SELECTED EXTRACT:

Conjugation Sheet: 보다 (see / watch / try)

보다 is one stem doing an unreasonable amount of work. As a main verb it covers see, watch, read, meet, taste, and take (an exam) — 영화를 보다 (watch a film), 신문을 보다 (read a paper), 시험을 보다 (sit an exam), 맛을 보다 (taste). Then it grammaticalizes into the auxiliary -아/어 보다 ("try ~ing"), so you meet 보다 not only on its own but bolted onto nearly every other verb: 먹어 봐요 (try eating), 가 봤어요 (have been / tried going). English keeps all of this apart across half a dozen words; Korean runs it through one verb. This sheet lays out the full paradigm, then the two extensions — the humble 뵙다 and the auxiliary — that make 보다 a verb you use in almost every conversation.

The stem at a glance

  • Dictionary form: 보다 · stem: 보- · ends in: the vowel ㅗ (no batchim)
  • Harmony vowel: ㅗ is a bright vowel, so -아/어 endings take — but 보 + 아 immediately contracts to 봐 (ㅗ + ㅏ → ㅘ). The uncontracted 보아요 is dated/literary; everyday Korean is 봐요.
  • Vowel-stem signature: no 으 buffer (보세요, 본, 볼, 보면 — never ×보으세요), and the formal present is -ㅂ니다 (봅니다), not -습니다.

Full paradigm: finite forms by speech level

The everyday default is 해요체; reach for the formal or intimate column only when the situation calls for it.

Mood / tense합니다체 (formal)해요체 (informal-polite)반말 (intimate)한다체 (plain / written)
Present봅니다
bomnida
봐요
bwayo

bwa
본다
bonda
Present question봅니까?
bomnikka
봐요?
bwayo
봐?
bwa
보냐? / 보니?

EXERCISE PROMPT:
Reproduce the part of the 보다 conjugation sheet from "Full paradigm: finite" up to and including "Present question봅니까?".

GIVEN DATA:
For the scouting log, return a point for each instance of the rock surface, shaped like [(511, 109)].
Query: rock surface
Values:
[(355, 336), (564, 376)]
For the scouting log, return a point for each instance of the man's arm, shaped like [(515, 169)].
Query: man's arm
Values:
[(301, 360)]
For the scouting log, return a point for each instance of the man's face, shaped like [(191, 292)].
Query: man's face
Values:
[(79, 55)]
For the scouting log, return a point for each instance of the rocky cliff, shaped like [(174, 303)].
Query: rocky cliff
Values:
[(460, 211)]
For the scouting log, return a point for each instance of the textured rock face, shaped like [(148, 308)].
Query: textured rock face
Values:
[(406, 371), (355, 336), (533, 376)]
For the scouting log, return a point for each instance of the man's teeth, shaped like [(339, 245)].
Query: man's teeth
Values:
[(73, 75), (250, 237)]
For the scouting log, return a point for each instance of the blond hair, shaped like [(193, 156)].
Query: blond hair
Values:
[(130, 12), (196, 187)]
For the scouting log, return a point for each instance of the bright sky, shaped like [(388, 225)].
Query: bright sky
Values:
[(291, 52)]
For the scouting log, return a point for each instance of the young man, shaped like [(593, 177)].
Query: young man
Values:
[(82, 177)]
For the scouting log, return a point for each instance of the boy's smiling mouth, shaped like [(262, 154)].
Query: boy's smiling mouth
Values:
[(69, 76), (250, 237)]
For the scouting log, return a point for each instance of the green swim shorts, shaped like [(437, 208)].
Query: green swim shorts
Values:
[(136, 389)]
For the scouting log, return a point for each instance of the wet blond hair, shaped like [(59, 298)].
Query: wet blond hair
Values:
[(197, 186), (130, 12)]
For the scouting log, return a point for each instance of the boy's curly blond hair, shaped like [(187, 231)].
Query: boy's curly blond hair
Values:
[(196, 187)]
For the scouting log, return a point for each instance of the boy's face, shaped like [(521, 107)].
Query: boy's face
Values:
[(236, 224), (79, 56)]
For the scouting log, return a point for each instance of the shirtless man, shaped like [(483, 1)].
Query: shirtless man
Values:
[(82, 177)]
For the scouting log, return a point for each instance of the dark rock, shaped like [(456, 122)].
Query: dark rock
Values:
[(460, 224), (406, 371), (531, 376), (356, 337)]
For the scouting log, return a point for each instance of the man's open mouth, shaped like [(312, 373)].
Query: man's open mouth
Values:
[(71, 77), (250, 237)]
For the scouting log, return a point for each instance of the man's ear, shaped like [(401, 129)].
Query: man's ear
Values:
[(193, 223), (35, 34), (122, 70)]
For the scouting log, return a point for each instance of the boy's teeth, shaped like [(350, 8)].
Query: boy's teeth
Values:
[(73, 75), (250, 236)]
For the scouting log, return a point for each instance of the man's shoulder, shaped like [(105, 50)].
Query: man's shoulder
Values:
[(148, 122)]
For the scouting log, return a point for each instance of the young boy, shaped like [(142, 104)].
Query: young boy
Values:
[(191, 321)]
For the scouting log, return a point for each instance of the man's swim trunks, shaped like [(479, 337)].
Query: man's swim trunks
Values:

FINISHED EXERCISE:
Full paradigm: finite forms by speech level

The everyday default is 해요체; reach for the formal or intimate column only when the situation calls for it.

Mood / tense합니다체 (formal)해요체 (informal-polite)반말 (intimate)한다체 (plain / written)
Present봅니다
bomnida
봐요
bwayo

bwa
본다
bonda
Present question봅니까?